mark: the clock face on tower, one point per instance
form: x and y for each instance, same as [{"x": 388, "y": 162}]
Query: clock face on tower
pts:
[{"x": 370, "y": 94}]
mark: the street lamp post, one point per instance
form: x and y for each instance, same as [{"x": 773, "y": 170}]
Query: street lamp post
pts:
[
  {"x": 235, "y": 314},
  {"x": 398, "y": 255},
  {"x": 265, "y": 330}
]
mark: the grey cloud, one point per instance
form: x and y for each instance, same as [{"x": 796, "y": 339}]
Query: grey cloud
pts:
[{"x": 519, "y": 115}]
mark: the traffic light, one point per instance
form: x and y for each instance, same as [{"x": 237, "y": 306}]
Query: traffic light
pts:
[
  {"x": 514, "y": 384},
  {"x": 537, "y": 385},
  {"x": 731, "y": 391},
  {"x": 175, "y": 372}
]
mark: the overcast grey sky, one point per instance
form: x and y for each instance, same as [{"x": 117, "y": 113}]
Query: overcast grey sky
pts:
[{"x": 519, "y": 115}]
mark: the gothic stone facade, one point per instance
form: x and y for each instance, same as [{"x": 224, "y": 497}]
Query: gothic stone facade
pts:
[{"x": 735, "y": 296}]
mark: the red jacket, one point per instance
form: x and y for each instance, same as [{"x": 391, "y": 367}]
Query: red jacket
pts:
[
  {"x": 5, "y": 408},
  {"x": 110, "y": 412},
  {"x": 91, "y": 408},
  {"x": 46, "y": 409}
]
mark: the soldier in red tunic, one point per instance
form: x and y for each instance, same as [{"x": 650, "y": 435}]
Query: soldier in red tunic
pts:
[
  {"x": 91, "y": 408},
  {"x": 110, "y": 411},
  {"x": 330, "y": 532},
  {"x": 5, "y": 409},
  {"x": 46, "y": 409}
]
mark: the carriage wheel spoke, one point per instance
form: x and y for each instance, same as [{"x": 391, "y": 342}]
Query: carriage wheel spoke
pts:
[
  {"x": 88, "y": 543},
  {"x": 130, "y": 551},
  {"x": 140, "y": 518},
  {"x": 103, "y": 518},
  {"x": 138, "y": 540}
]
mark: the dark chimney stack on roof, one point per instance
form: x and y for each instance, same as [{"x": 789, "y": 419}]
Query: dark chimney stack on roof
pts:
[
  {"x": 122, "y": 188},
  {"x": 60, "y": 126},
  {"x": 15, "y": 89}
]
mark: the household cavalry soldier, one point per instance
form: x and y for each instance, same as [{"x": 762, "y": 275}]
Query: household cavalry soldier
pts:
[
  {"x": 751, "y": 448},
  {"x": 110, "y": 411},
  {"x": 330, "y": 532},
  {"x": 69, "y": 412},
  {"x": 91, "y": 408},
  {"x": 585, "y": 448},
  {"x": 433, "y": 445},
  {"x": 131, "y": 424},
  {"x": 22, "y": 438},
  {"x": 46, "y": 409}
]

■ TASK OBJECTIVE
The entries above are to be output exactly as they appear.

■ COMPLETED TASK
mark: the clock face on tower, one point per instance
form: x and y for each instance, same as [{"x": 388, "y": 162}]
Query: clock face on tower
pts:
[{"x": 370, "y": 94}]
mark: the street lamp post, one point per instance
form: x and y for each instance, same as [{"x": 773, "y": 170}]
Query: street lamp post
pts:
[
  {"x": 235, "y": 314},
  {"x": 398, "y": 255},
  {"x": 265, "y": 330}
]
mark: the grey cloud, one point per instance
form: x and y for each instance, same as [{"x": 796, "y": 339}]
Query: grey cloud
pts:
[{"x": 519, "y": 115}]
mark: the traffic light, one point per instance
form: x and y for each instance, same as [{"x": 237, "y": 306}]
Query: traffic light
pts:
[
  {"x": 514, "y": 384},
  {"x": 537, "y": 385},
  {"x": 731, "y": 391},
  {"x": 175, "y": 372}
]
mark: the overcast grey sky, one point per instance
form: x and y for each instance, same as [{"x": 117, "y": 113}]
Query: overcast grey sky
pts:
[{"x": 519, "y": 115}]
mark: the gothic stone facade, one point per instance
form: x and y for each instance, same as [{"x": 224, "y": 497}]
Query: gothic stone facade
pts:
[{"x": 735, "y": 296}]
mark: the red jacket, one point per instance
form: x and y for each instance, same as [{"x": 391, "y": 367}]
Query: red jacket
pts:
[
  {"x": 5, "y": 408},
  {"x": 110, "y": 412},
  {"x": 91, "y": 408},
  {"x": 46, "y": 409}
]
mark: the soldier in red tunic, one point per instance
form: x and y for each instance, same as [{"x": 650, "y": 435}]
Query: soldier in red tunic
pts:
[
  {"x": 91, "y": 408},
  {"x": 110, "y": 411},
  {"x": 330, "y": 532},
  {"x": 5, "y": 409},
  {"x": 46, "y": 409}
]
mark: the carriage wheel spoke, one point per instance
form: x and y for each instance, same as [{"x": 391, "y": 342}]
Query: carriage wheel spoke
pts:
[
  {"x": 88, "y": 543},
  {"x": 130, "y": 551},
  {"x": 140, "y": 518},
  {"x": 103, "y": 518},
  {"x": 138, "y": 540}
]
mark: the dark chimney stack on roof, one point per instance
form: x and y for each instance, same as [{"x": 789, "y": 419}]
Query: dark chimney stack on roof
pts:
[
  {"x": 122, "y": 188},
  {"x": 60, "y": 126},
  {"x": 15, "y": 89}
]
mark: the household cavalry soldier, one point per instance
form: x and y for each instance, same as [{"x": 762, "y": 275}]
Query: household cavalry soldier
pts:
[
  {"x": 751, "y": 448},
  {"x": 110, "y": 411},
  {"x": 330, "y": 532},
  {"x": 69, "y": 412},
  {"x": 91, "y": 408},
  {"x": 585, "y": 448},
  {"x": 433, "y": 445},
  {"x": 131, "y": 424},
  {"x": 22, "y": 438},
  {"x": 46, "y": 409}
]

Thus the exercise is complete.